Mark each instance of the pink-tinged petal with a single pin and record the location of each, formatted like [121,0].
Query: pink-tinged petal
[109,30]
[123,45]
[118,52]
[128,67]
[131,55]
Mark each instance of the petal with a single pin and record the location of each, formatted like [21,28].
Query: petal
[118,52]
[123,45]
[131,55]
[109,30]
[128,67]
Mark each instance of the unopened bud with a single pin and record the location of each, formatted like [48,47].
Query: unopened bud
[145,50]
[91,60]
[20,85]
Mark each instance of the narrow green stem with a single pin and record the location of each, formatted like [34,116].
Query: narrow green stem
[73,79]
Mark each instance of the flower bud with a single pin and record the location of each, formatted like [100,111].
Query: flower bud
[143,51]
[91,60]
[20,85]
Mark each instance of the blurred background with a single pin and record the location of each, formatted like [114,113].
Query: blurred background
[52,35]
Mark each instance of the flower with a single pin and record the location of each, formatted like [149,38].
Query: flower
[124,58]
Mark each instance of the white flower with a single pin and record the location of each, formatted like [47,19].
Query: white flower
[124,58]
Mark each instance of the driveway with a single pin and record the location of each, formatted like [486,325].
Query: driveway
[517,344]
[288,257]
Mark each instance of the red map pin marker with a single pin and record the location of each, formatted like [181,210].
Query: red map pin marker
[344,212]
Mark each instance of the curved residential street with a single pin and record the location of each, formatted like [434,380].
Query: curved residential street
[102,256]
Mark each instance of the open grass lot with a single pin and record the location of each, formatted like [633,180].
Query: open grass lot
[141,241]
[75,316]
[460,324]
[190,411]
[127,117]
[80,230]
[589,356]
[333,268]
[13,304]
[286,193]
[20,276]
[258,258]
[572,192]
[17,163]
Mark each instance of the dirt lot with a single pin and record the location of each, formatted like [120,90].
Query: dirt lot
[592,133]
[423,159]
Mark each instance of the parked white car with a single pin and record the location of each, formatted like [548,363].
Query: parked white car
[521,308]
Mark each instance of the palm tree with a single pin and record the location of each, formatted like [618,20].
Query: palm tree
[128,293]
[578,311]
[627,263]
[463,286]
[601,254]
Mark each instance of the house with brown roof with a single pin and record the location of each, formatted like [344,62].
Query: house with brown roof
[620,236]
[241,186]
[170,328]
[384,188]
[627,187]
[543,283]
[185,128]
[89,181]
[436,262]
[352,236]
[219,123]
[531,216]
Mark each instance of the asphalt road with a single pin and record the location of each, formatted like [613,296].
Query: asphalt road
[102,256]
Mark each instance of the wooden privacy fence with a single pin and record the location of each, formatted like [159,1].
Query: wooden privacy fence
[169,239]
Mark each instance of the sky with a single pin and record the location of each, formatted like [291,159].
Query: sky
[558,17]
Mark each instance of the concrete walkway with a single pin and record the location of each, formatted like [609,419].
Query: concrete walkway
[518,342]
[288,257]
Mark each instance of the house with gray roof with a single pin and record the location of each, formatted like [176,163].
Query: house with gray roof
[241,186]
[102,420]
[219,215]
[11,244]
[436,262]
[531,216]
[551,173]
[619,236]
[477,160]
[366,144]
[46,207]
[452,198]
....
● WHAT TO WORK ON:
Type the material above out again, exactly.

● RESPONSE TO THE TASK:
Mark each instance of the pink-tinged petal with a single pin and record the location of each, formatted like [121,0].
Query: pink-tinged petal
[109,30]
[123,45]
[118,52]
[128,67]
[131,55]
Mark each instance of the petal with a single pin and record the location of each, formatted like [21,28].
Query: petal
[118,52]
[123,45]
[131,55]
[109,30]
[128,67]
Mark each instance of the unopened bud with a single pin and record the location of each, formatted like [48,47].
Query: unopened bud
[145,50]
[91,60]
[20,85]
Mark each instance of the narrow green stem with a single pin and record the location of each, formatted like [34,116].
Query: narrow green stem
[73,79]
Mark each instance of the flower bud with a single pin and record the location of each, formatted like [100,111].
Query: flower bud
[143,51]
[91,60]
[20,85]
Mark each instance of the blurred background with a single pin and record the location of each, formatted like [114,113].
Query: blurred background
[52,35]
Mark each instance of the flower with a single pin and record the location of each, formatted like [149,38].
Query: flower
[124,58]
Mark each instance of the white flower with a single pin and record the location of each, formatted like [47,19].
Query: white flower
[124,58]
Mark each instance of the driveway with a single pin and record the location of each, formatted like [486,325].
Query: driveway
[517,344]
[288,257]
Mark each instance of the red map pin marker with a single pin and record the location of each, formatted like [181,210].
Query: red map pin marker
[344,212]
Mark each instance of the curved residential street with a single pin and record the location of each, formatted like [434,380].
Query: curved residential street
[102,256]
Mark each instance of the open grass lot with a single pin and record the location of each, formatted like [633,180].
Query: open grass lot
[141,241]
[75,316]
[460,324]
[190,411]
[127,117]
[80,230]
[589,356]
[333,268]
[13,304]
[286,193]
[20,276]
[258,258]
[572,192]
[17,163]
Mark each instance of the dirt lot with a single pin and record the location of each, formatted like [120,90].
Query: dirt lot
[592,133]
[423,159]
Mark each instance of the parked white car with a single pin and record the location of each, formatted like [548,363].
Query: parked white car
[521,308]
Mark each instance of the palm tree with a single pin and record the location of each, formatted like [618,20].
Query: palm tree
[128,293]
[578,311]
[627,263]
[463,286]
[601,254]
Mark each instance of the house with brown roof with a single pin and record the location of each, formatted like [344,62].
Query: house with brown roof
[620,236]
[241,186]
[170,328]
[384,188]
[627,187]
[543,283]
[185,128]
[89,181]
[436,262]
[352,236]
[219,123]
[531,216]
Mark each instance of the asphalt road with a single pin and record the location of each, formatted like [613,296].
Query: asphalt road
[102,256]
Mark each instance of the wooden privacy fence with a single pin and record the location of each, formatted like [159,1].
Query: wooden privacy fence
[169,239]
Mark each instance of the sky with a single pin and record the location of each, formatted like [291,159].
Query: sky
[558,17]
Mark each instance of the concrete walkway with a single pin and record the location of each, formatted like [609,419].
Query: concrete walkway
[518,342]
[288,257]
Mark each instance of the house with gray roof with a single pin and record the location of each, formatted like [176,163].
Query: house with gray roof
[241,186]
[102,420]
[219,215]
[11,244]
[436,262]
[531,216]
[551,173]
[619,236]
[477,160]
[366,144]
[46,207]
[452,198]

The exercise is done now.